Records shown Start Marker
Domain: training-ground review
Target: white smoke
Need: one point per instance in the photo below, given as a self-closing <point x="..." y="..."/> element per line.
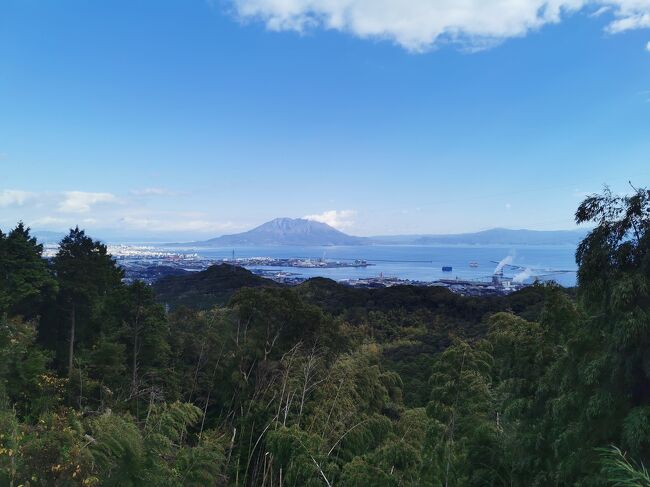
<point x="504" y="262"/>
<point x="523" y="276"/>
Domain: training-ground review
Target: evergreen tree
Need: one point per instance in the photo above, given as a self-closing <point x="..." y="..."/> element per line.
<point x="87" y="274"/>
<point x="26" y="283"/>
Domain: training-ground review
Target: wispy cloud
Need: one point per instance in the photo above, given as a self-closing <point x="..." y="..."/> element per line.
<point x="14" y="197"/>
<point x="155" y="192"/>
<point x="82" y="202"/>
<point x="340" y="220"/>
<point x="174" y="224"/>
<point x="419" y="25"/>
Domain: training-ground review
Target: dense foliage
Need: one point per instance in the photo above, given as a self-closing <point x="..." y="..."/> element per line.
<point x="102" y="384"/>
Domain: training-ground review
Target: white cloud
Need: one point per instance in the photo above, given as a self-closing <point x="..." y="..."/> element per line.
<point x="82" y="202"/>
<point x="154" y="192"/>
<point x="13" y="197"/>
<point x="48" y="221"/>
<point x="418" y="25"/>
<point x="338" y="219"/>
<point x="174" y="225"/>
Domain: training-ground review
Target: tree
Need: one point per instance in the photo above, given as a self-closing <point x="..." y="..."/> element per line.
<point x="86" y="275"/>
<point x="26" y="283"/>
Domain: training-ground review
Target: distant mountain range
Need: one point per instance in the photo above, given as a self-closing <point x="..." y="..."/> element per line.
<point x="495" y="236"/>
<point x="305" y="233"/>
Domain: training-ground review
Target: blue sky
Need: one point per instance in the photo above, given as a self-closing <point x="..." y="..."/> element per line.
<point x="194" y="118"/>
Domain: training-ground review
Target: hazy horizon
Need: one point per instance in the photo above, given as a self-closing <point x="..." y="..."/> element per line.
<point x="202" y="118"/>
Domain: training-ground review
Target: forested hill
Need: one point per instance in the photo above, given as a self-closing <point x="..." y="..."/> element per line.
<point x="211" y="287"/>
<point x="321" y="384"/>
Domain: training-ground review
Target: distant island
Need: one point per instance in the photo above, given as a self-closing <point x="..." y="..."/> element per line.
<point x="308" y="233"/>
<point x="287" y="231"/>
<point x="494" y="236"/>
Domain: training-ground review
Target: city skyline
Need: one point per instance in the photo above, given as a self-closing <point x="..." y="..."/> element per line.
<point x="199" y="119"/>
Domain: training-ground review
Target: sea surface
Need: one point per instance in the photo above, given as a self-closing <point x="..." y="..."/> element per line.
<point x="419" y="263"/>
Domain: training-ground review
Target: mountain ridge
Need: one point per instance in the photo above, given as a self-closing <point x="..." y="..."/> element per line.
<point x="302" y="232"/>
<point x="287" y="231"/>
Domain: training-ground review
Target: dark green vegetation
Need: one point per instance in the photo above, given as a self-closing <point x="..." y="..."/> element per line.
<point x="203" y="290"/>
<point x="322" y="384"/>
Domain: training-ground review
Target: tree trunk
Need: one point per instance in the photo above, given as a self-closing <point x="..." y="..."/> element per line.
<point x="73" y="315"/>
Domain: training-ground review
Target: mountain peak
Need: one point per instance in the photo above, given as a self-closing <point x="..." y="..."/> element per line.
<point x="288" y="231"/>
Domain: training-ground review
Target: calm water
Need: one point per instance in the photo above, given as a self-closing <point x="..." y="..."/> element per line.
<point x="422" y="263"/>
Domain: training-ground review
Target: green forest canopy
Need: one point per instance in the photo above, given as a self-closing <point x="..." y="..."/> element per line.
<point x="321" y="384"/>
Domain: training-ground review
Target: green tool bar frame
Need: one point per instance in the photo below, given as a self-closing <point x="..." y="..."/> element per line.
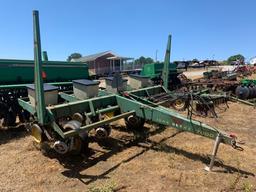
<point x="39" y="90"/>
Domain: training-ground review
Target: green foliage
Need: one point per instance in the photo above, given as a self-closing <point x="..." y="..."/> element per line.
Records shown End Marker
- _Activity_: Return the records above in their entirety, word for word, with the pictures removed.

- _Task answer_:
Domain: training-ground review
Target: white smoke
Need: one point per instance in the photo below, given as a self-closing <point x="..." y="..."/> element per line.
<point x="504" y="262"/>
<point x="523" y="276"/>
Domain: training-ground review
Target: evergreen tree
Need: one point per instance in the photo above, given as a self-closing <point x="..." y="..."/> element per line.
<point x="87" y="274"/>
<point x="26" y="283"/>
Domain: training-ground review
Target: wispy cloud
Need: one point per instance in the photo above, given as a self-closing <point x="..." y="..."/> element per line.
<point x="14" y="197"/>
<point x="155" y="192"/>
<point x="82" y="202"/>
<point x="340" y="220"/>
<point x="174" y="224"/>
<point x="419" y="25"/>
Domain: training-ground review
Target: dense foliage
Need: one point per instance in the photo above, given as a self-closing <point x="..." y="..."/> element per line.
<point x="102" y="384"/>
Domain: training-ground review
Target: white cloud
Need: one point per instance in the photo above, given as a self-closing <point x="..." y="..."/> element per line.
<point x="82" y="202"/>
<point x="154" y="192"/>
<point x="13" y="197"/>
<point x="48" y="221"/>
<point x="418" y="25"/>
<point x="338" y="219"/>
<point x="174" y="225"/>
Domain: training-ground review
Target: tree
Need: one point per instance in the photo above, given as a self-closing <point x="..." y="..."/> element per line.
<point x="86" y="275"/>
<point x="26" y="283"/>
Domain: training-ground review
Target: distant mountain range
Need: one point per instance in the photo above, given as a self-closing <point x="..." y="..."/> element per line.
<point x="495" y="236"/>
<point x="305" y="233"/>
Domain: training-ground review
Target: blue sky
Need: one point per instance in the photo above, given as a self-closing <point x="..." y="..."/> element per line.
<point x="194" y="118"/>
Domain: training-ground review
Target: hazy horizon
Need: one point per instance in the photo above, given as a self-closing <point x="..." y="..."/> element per line.
<point x="202" y="118"/>
Domain: training-ground review
Target: forested hill
Need: one point per instance in the photo above, given as a self-closing <point x="..." y="..."/> element per line.
<point x="211" y="287"/>
<point x="321" y="384"/>
Domain: training-ground review
Target: distant island
Need: one point per instance in the photo above, given as a self-closing <point x="..." y="..."/> element per line.
<point x="308" y="233"/>
<point x="287" y="231"/>
<point x="494" y="236"/>
Domain: training-ground review
Target: city skyline
Need: one point per instance in the photo above, given as a self-closing <point x="..." y="..."/> element per line.
<point x="199" y="119"/>
Domain: training-ground review
Target: sea surface
Need: one point per instance in the photo above, given as a self-closing <point x="..." y="..."/> element per line.
<point x="419" y="263"/>
Domain: training-ground review
Target: mountain ridge
Need: one point per instance in the photo above, given as a self-closing <point x="..." y="..."/> element per line.
<point x="302" y="232"/>
<point x="287" y="231"/>
Domain: training-ground review
Target: dark green vegetation
Need: one point per instance in the photo above, given as a self-closing <point x="..." y="..."/> element per line.
<point x="203" y="290"/>
<point x="322" y="384"/>
Domain: training-ground review
Target: tree trunk
Need: one point per instance in the photo above, given as a self-closing <point x="..." y="..."/> element per line.
<point x="73" y="315"/>
Domain: training-ground review
Target: mountain peak
Need: one point per instance in the photo above, given as a self-closing <point x="..." y="..."/> element per line.
<point x="288" y="231"/>
Domain: training-ground review
Target: calm water
Need: one point per instance in the photo above, given as a self-closing <point x="..." y="..."/> element per line.
<point x="422" y="263"/>
Domain: training-ground review
Target: green forest canopy
Need: one point per instance in the photo above, given as a self-closing <point x="..." y="..."/> element per line.
<point x="321" y="384"/>
Domain: training-ground review
Target: green tool bar frame
Need: one point per instance in the photo below, given as a self-closing <point x="..." y="..."/> element per line.
<point x="39" y="90"/>
Domain: training-ground review
Target: green foliage
Need: one point per instance in the photo above, given as a self-closing <point x="..." y="..."/> element per line.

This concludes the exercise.